EXTRACT TO READ:
%%
News Archives

[Colloquium] ConceptDoppler: A Weather Tracker for Internet Censorship

September 7, 2007

Watch Colloquium: 


  • Date: Friday, September 7th, 2007 
  • Time: 1 pm — 2:30 pm 
  • Place: ME 218

Jed Crandall 
Department of Computer Science, UNM

Abstract: Imagine you want to remove the history of the Wounded Knee massacre from the Library of Congress, two ways to do this are: 1) remove “Bury my Heart at Wounded Knee” and a few other selected books; or 2) remove every book in the entire library that contains the word “massacre” in its text. If you view the Internet as one large library, Chinese Internet censorship based on keyword filtering is the equivalent of the latter. In this talk I’ll present results from a paper we recently published about China’s keyword-based Internet censorship mechanism.

We present two sets of results: 1) Internet measurements of keyword filtering by the Great “Firewall of China (GFC); and 2) initial results of using latent semantic analysis as an efficient way to reproduce a blacklist of censored words via probing.

Our Internet measurements suggest that the GFC’s keyword filtering is more a panopticon than a firewall, i.e., it need not block every illicit word, but only enough to promote self-censorship. China’s largest ISP, ChinaNET, performed 83.3% of all filtering of our probes, and 99.1% of all filtering that occurred at the first hop past the Chinese border. Filtering occurred beyond the third hop for 11.8% of our probes, and there were sometimes as many as 13 hops past the border to a filtering router. Approximately 28.3% of the Chinese hosts we sent probes to were reachable along paths that were not filtered at all. While more tests are needed to provide a definitive picture of the GFC’s implementation, our results disprove the notion that GFC keyword filtering is a firewall strictly at the border of China’s Internet.
%%
ACTION ITEM: Write out the section of the colloquium announcement that begins at the words "September 7, 2007" and stops after the words "Internet censorship mechanism.". Rely only on the colloquium announcement above.

(Stored entries)
%%
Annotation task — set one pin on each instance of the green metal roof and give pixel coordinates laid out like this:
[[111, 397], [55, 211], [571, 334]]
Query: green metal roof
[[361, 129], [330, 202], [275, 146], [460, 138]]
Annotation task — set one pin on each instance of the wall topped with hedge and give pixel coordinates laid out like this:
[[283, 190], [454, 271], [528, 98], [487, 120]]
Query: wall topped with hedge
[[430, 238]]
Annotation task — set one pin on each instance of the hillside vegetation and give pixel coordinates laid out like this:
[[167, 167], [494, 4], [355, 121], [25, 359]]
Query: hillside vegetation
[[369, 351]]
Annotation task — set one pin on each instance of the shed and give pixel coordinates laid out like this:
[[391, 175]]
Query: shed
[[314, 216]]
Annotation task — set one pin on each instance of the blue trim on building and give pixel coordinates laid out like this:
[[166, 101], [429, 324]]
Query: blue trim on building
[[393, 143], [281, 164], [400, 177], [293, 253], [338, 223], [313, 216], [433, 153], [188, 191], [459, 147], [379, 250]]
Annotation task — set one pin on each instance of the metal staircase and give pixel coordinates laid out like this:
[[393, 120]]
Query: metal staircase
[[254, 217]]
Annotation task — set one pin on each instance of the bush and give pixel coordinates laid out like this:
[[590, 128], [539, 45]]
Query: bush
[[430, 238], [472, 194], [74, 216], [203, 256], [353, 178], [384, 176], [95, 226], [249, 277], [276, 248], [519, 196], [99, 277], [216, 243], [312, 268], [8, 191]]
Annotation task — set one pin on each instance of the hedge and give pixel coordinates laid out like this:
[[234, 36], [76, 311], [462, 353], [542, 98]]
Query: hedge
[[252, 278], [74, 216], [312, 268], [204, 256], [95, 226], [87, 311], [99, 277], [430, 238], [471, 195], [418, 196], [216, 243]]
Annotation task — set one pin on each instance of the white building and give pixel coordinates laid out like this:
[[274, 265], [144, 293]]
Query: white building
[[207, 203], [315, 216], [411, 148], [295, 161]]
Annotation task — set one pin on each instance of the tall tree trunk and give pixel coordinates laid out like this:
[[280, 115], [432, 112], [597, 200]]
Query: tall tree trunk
%%
SOLVED PROBLEM:
September 7, 2007

Watch Colloquium: 


  • Date: Friday, September 7th, 2007 
  • Time: 1 pm — 2:30 pm 
  • Place: ME 218

Jed Crandall 
Department of Computer Science, UNM

Abstract: Imagine you want to remove the history of the Wounded Knee massacre from the Library of Congress, two ways to do this are: 1) remove “Bury my Heart at Wounded Knee” and a few other selected books; or 2) remove every book in the entire library that contains the word “massacre” in its text. If you view the Internet as one large library, Chinese Internet censorship based on keyword filtering is the equivalent of the latter. In this talk I’ll present results from a paper we recently published about China’s keyword-based Internet censorship mechanism.